请照原样输出清单中从含有“Migration corridor cam — highlight the white baseboard”的那一行起、到含有“[368,54,497,241]”的那一行为止的各行，首尾两行都包括在内。回答中不要放入图片。

━━━━━ 输入 ━━━━━

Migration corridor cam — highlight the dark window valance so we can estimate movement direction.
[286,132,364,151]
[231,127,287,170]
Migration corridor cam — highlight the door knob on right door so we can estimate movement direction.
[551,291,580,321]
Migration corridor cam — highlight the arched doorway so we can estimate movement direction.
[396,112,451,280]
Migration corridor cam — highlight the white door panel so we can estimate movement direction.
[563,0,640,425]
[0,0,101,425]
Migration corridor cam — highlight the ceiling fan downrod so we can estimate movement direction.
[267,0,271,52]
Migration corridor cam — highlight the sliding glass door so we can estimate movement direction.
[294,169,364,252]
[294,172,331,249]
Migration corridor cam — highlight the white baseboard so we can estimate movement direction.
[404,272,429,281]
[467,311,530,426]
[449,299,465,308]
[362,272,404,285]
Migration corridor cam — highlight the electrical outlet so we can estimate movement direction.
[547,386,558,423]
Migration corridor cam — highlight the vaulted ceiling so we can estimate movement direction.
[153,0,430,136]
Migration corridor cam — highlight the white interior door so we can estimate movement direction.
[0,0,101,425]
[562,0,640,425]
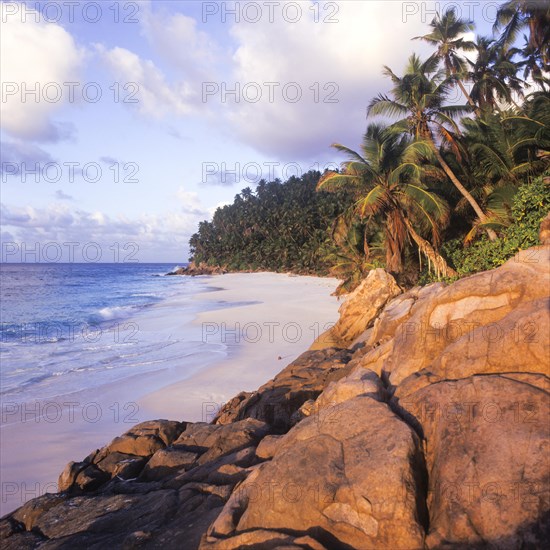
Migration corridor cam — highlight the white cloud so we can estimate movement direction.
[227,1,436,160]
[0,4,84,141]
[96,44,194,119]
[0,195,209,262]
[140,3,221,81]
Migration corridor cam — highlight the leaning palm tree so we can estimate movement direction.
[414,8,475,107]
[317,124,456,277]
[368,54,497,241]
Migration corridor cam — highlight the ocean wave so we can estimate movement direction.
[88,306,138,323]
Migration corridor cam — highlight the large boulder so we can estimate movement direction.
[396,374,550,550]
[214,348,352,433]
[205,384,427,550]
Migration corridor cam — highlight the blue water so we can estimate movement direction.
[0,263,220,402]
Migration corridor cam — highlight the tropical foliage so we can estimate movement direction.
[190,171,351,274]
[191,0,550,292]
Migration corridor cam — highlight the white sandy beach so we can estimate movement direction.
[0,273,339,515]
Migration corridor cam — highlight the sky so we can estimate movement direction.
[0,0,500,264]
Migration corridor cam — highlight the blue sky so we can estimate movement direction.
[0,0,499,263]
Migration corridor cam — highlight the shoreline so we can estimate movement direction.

━━━━━

- 完整答案:
Migration corridor cam — highlight the white baseboard so we can estimate movement direction.
[404,272,429,281]
[467,311,530,426]
[449,299,465,308]
[362,272,404,285]
Migration corridor cam — highlight the electrical outlet so we can estimate movement direction.
[547,386,558,423]
Migration corridor cam — highlight the vaulted ceiling so we can estimate movement direction.
[153,0,430,136]
Migration corridor cam — highlight the white interior door so we can estimate movement direction.
[0,0,101,425]
[562,0,640,425]
Migration corridor cam — highlight the white cloud so we can estimate movement direction.
[227,1,436,160]
[0,4,84,141]
[96,44,194,119]
[0,195,209,262]
[140,3,221,81]
Migration corridor cam — highlight the leaning palm tree so we can estimate movement direction.
[414,8,475,107]
[317,124,456,277]
[368,54,497,241]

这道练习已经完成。